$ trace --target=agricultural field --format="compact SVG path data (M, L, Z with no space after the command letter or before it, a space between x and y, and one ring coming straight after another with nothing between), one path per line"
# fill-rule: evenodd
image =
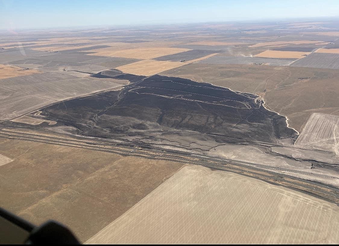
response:
M0 138L1 207L39 225L55 219L85 242L182 163Z
M57 124L56 121L53 120L48 120L47 119L42 119L33 118L29 116L23 116L16 119L14 119L12 121L14 122L23 123L25 124L29 124L31 125L38 125L44 122L48 124L48 125L54 125Z
M339 116L313 113L295 145L334 152L339 155Z
M339 49L324 49L320 48L316 50L315 52L316 53L339 54Z
M264 42L249 46L250 48L262 47L265 46L276 46L278 45L287 45L289 44L319 44L323 43L322 41L313 40L296 40L293 41L276 41L273 42Z
M86 243L335 244L338 209L283 187L188 165Z
M17 118L67 98L118 87L124 82L110 80L52 72L0 80L0 120Z
M188 49L181 48L156 47L139 48L116 51L112 51L109 48L104 48L91 51L95 52L93 54L106 57L124 57L139 59L148 59L159 57L173 54L189 50ZM92 55L92 54L89 54Z
M254 56L271 58L302 58L310 53L309 52L300 52L296 51L265 50L260 54L255 55Z
M288 66L295 60L294 59L282 59L257 57L255 56L227 56L216 55L204 60L198 63L214 65L239 64L253 65L261 64L271 66Z
M160 57L155 58L154 60L171 62L178 62L181 60L190 61L201 58L212 54L215 54L215 51L206 50L191 50L173 54Z
M15 66L0 64L0 80L39 73L40 72L41 72L37 70L24 69L22 68Z
M116 68L124 73L148 76L180 67L185 64L177 62L143 60Z
M338 69L339 69L339 54L314 52L294 62L291 66Z

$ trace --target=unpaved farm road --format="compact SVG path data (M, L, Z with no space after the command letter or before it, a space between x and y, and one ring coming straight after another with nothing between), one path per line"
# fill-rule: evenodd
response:
M149 149L149 147L146 148L145 146L140 147L142 147L142 148L136 147L132 145L133 144L131 145L119 144L101 141L99 139L84 138L80 140L75 138L72 138L72 137L68 136L65 137L58 137L17 131L14 129L1 129L0 130L0 137L67 146L114 153L125 156L132 156L199 165L215 169L238 173L275 184L283 185L339 205L339 189L311 180L261 169L260 167L267 168L267 167L264 167L262 165L259 166L257 164L236 162L233 160L160 148ZM60 136L63 136L61 135ZM246 164L246 163L251 165ZM257 166L254 166L254 165ZM279 170L285 171L283 169ZM288 171L287 170L285 171L292 173L297 172ZM339 179L338 177L320 174L314 175L327 178Z

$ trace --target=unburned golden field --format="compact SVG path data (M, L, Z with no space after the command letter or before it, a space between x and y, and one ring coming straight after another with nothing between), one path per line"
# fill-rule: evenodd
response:
M97 51L93 54L106 57L124 57L126 58L147 59L155 58L167 55L173 54L180 52L190 50L189 49L180 48L157 47L155 48L138 48L118 50L112 50L108 48L94 50L91 51Z
M265 50L263 52L254 56L272 58L302 58L305 55L310 53L310 52L300 52L296 51Z
M317 53L339 54L339 49L324 49L320 48L316 50Z
M201 41L192 42L188 44L198 44L204 45L235 45L237 44L243 44L244 42L223 42L220 41Z
M31 125L38 125L41 124L43 122L48 123L49 125L54 125L57 124L57 122L55 121L49 120L47 119L44 120L41 119L38 119L36 118L34 118L27 116L23 116L19 118L17 118L16 119L14 119L12 120L11 121L15 122L23 123L25 124L28 124Z
M339 208L282 186L184 166L87 244L334 244Z
M0 137L0 206L35 225L58 221L84 242L183 165Z
M10 65L0 64L0 79L17 76L39 73L41 72L35 69L24 70L22 68Z
M264 42L259 43L256 44L249 46L251 48L262 47L269 45L276 45L280 44L317 44L323 43L322 41L315 41L313 40L296 40L295 41L276 41L273 42Z
M207 59L207 58L209 58L210 57L214 57L216 55L217 55L219 53L213 53L213 54L211 54L209 55L207 55L204 57L200 57L199 58L197 58L197 59L195 59L193 60L191 60L191 61L188 61L186 62L185 63L192 63L193 62L198 62L199 61L201 61L202 60L204 60L205 59Z
M146 76L180 67L185 63L177 62L143 60L116 68L124 73Z

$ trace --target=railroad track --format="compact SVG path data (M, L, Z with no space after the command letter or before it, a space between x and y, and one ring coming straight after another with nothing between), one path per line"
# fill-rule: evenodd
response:
M5 129L0 130L0 137L67 146L112 153L124 156L132 156L179 162L184 164L198 165L215 169L231 172L283 185L339 204L339 189L335 187L284 174L261 169L259 166L254 166L253 165L246 164L243 163L237 162L203 155L194 155L183 152L173 153L171 153L170 150L160 149L143 149L125 145L119 145L113 143L101 141L97 139L86 139L80 140L73 138L41 135ZM249 162L246 163L252 164ZM255 165L255 163L253 164ZM283 169L279 170L284 171ZM320 175L313 176L319 177L326 176L325 177L329 178L339 178L338 177L331 177Z

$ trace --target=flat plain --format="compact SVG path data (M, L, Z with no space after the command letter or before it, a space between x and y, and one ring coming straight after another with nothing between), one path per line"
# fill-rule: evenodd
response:
M339 69L339 54L314 52L302 59L294 62L291 66L338 69Z
M143 60L116 68L124 73L149 76L185 65L178 62Z
M38 73L0 79L0 206L82 242L338 244L313 188L177 172L337 193L338 23L2 33L0 64Z
M283 187L188 165L86 243L335 244L338 209Z
M37 225L60 221L82 242L183 165L1 138L2 156L0 196L11 199L2 199L1 207Z
M339 155L339 116L313 113L295 145L334 152Z
M310 53L309 52L296 51L265 50L260 54L255 55L254 56L272 58L302 58Z
M124 83L123 80L79 78L56 73L0 80L0 120L16 118L67 98L118 87Z
M139 59L148 59L183 52L190 50L177 48L140 48L111 51L106 48L95 51L94 55L124 57ZM93 50L92 51L93 51Z
M22 68L15 66L0 64L0 80L39 73L40 72L41 72L37 70L24 69Z

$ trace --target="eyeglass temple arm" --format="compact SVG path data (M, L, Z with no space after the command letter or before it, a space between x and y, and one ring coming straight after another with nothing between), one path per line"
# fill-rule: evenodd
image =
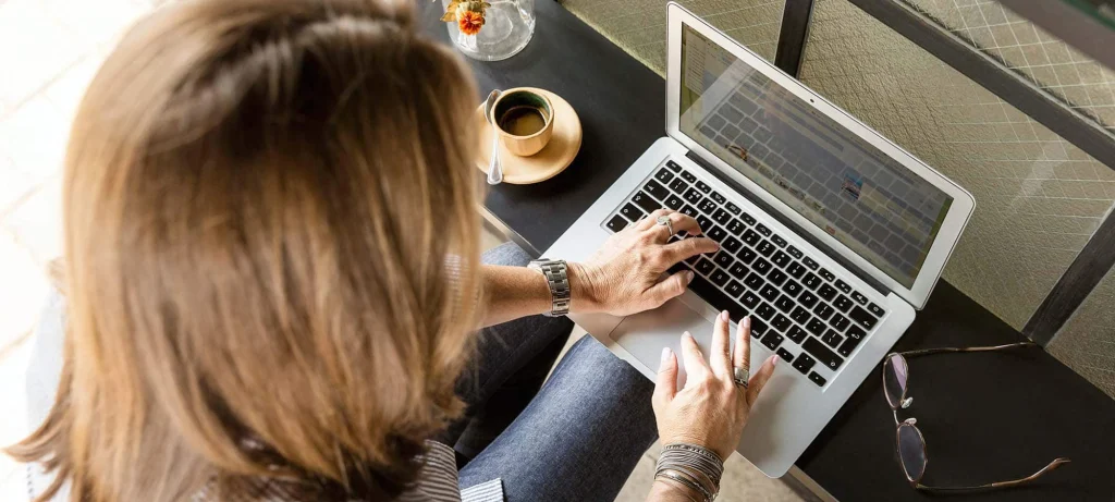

________________________

Required work: Please render all of the data above as a JSON list of strings, one string per line, leaving out blank lines and the pictures.

Task answer:
[
  "$ trace --target=agricultural field --format=\"compact SVG path data (M, L, Z with no space after the command letter or before it, a space between x and y, and one ring coming straight after another with nothing between), one path per line\"",
  "# fill-rule: evenodd",
  "image =",
  "response:",
  "M0 138L1 207L39 225L55 219L85 242L182 163Z",
  "M57 124L56 121L53 120L48 120L47 119L42 119L33 118L29 116L23 116L16 119L14 119L12 121L14 122L23 123L25 124L29 124L31 125L38 125L44 122L48 124L48 125L54 125Z",
  "M339 116L313 113L295 145L334 152L339 155Z",
  "M339 49L324 49L320 48L316 50L315 52L316 53L339 54Z",
  "M264 42L249 46L250 48L262 47L265 46L276 46L278 45L287 45L289 44L319 44L323 43L322 41L313 40L296 40L293 41L276 41L273 42Z",
  "M86 243L335 244L338 209L283 187L188 165Z",
  "M17 118L67 98L118 87L124 82L110 80L52 72L0 80L0 120Z",
  "M188 49L181 48L156 47L139 48L116 51L112 51L109 48L104 48L91 51L95 52L93 54L106 57L124 57L139 59L148 59L159 57L173 54L189 50ZM92 55L92 54L89 54Z",
  "M254 56L271 58L302 58L310 53L309 52L300 52L296 51L265 50L260 54L255 55Z",
  "M288 66L295 60L294 59L282 59L257 57L255 56L227 56L216 55L204 60L198 63L214 65L239 64L253 65L261 64L271 66Z",
  "M160 57L155 58L154 60L171 62L178 62L181 60L190 61L201 58L212 54L215 54L215 51L206 50L191 50L173 54Z",
  "M15 66L0 64L0 80L39 73L40 72L41 72L37 70L24 69L22 68Z",
  "M116 68L124 73L148 76L180 67L185 64L177 62L143 60Z",
  "M338 69L339 69L339 54L314 52L294 62L291 66Z",
  "$ trace --target=unpaved farm road --format=\"compact SVG path data (M, L, Z with no space after the command letter or before it, a space between x and y, and one ring coming straight after another with nothing between), one path per line\"",
  "# fill-rule: evenodd",
  "response:",
  "M149 149L149 147L146 148L145 146L140 147L142 147L142 148L136 147L132 145L133 144L131 145L119 144L101 141L99 139L84 138L80 140L75 138L72 138L72 137L68 136L65 137L58 137L17 131L14 129L1 129L0 130L0 137L67 146L114 153L125 156L132 156L199 165L215 169L238 173L275 184L283 185L339 205L339 189L311 180L261 169L260 167L267 168L267 167L264 167L262 165L259 166L257 164L236 162L233 160L160 148ZM60 136L63 136L61 135ZM246 164L246 163L251 165ZM257 166L254 166L254 165ZM279 170L285 171L283 169ZM288 171L287 170L285 171L292 173L297 172ZM339 179L338 177L320 174L314 175L327 178Z",
  "$ trace --target=unburned golden field --format=\"compact SVG path data (M, L, Z with no space after the command letter or before it, a space between x and y, and one ring coming straight after another with nothing between), one path per line\"",
  "# fill-rule: evenodd",
  "response:",
  "M97 51L93 54L106 57L124 57L126 58L147 59L155 58L167 55L173 54L180 52L190 50L189 49L180 48L157 47L155 48L138 48L118 50L112 50L108 48L94 50L91 51Z",
  "M265 50L263 52L254 56L272 58L302 58L305 55L310 53L310 52L300 52L296 51Z",
  "M317 53L339 54L339 49L324 49L320 48L316 50Z",
  "M201 41L192 42L188 44L198 44L204 45L235 45L237 44L243 44L244 42L223 42L220 41Z",
  "M31 125L38 125L41 124L43 122L48 123L49 125L54 125L57 124L57 122L55 121L49 120L47 119L44 120L41 119L38 119L36 118L34 118L27 116L23 116L19 118L17 118L16 119L14 119L12 120L11 121L15 122L23 123L25 124L28 124Z",
  "M339 208L282 186L184 166L87 244L334 244Z",
  "M0 137L0 206L35 225L58 221L84 242L183 165Z",
  "M10 65L0 64L0 79L17 76L39 73L41 72L35 69L24 70L22 68Z",
  "M264 42L259 43L256 44L249 46L251 48L262 47L269 45L276 45L280 44L317 44L323 43L322 41L315 41L313 40L296 40L295 41L276 41L273 42Z",
  "M207 59L207 58L209 58L210 57L214 57L216 55L217 55L219 53L213 53L213 54L211 54L209 55L207 55L204 57L200 57L199 58L197 58L197 59L195 59L193 60L191 60L191 61L188 61L186 62L185 63L192 63L193 62L198 62L199 61L201 61L202 60L204 60L205 59Z",
  "M146 76L180 67L185 63L177 62L143 60L116 68L124 73Z",
  "$ trace --target=railroad track --format=\"compact SVG path data (M, L, Z with no space after the command letter or before it, a space between x and y, and one ring coming straight after another with nothing between), one path per line\"",
  "# fill-rule: evenodd",
  "response:",
  "M5 129L0 130L0 137L67 146L112 153L124 156L132 156L179 162L184 164L198 165L215 169L231 172L283 185L339 204L339 189L335 187L284 174L261 169L259 166L254 166L253 165L246 164L243 163L237 162L203 155L194 155L183 152L173 153L171 153L170 150L160 149L143 149L125 145L119 145L113 143L101 141L97 139L86 139L80 140L73 138L41 135ZM249 162L246 163L252 164ZM255 165L255 163L253 164ZM283 169L279 170L284 171ZM320 175L313 176L319 177L326 176L325 177L329 178L339 178L338 177L331 177Z",
  "$ trace --target=flat plain --format=\"compact SVG path data (M, L, Z with no space after the command letter or before it, a space between x and y, and one ring coming straight after another with nothing between), one path per line\"",
  "# fill-rule: evenodd",
  "response:",
  "M339 69L339 54L314 52L302 59L294 62L291 66L338 69Z",
  "M143 60L116 68L124 73L149 76L185 65L178 62Z",
  "M38 73L0 79L0 206L82 242L338 244L313 188L177 172L337 193L338 23L2 33L0 64Z",
  "M283 187L188 165L86 243L335 244L338 209Z",
  "M37 225L60 221L82 242L183 165L1 138L2 156L0 196L11 199L2 199L1 207Z",
  "M339 155L339 116L313 113L295 145L334 152Z",
  "M310 53L309 52L296 51L265 50L260 54L255 55L254 56L272 58L302 58Z",
  "M124 83L123 80L79 78L56 73L0 80L0 120L16 118L67 98L118 87Z",
  "M139 59L148 59L183 52L190 50L177 48L140 48L111 51L106 48L95 51L94 55L124 57ZM93 50L92 51L93 51Z",
  "M22 68L15 66L0 64L0 80L39 73L40 72L41 72L37 70L24 69Z",
  "$ trace --target=\"eyeglass temple arm\" --format=\"compact SVG path data (M, L, Z with no space after the command letter or before it, a space between x and y, and one ring coming straight after another with nothing between), one path per line\"",
  "# fill-rule: evenodd",
  "image ="
]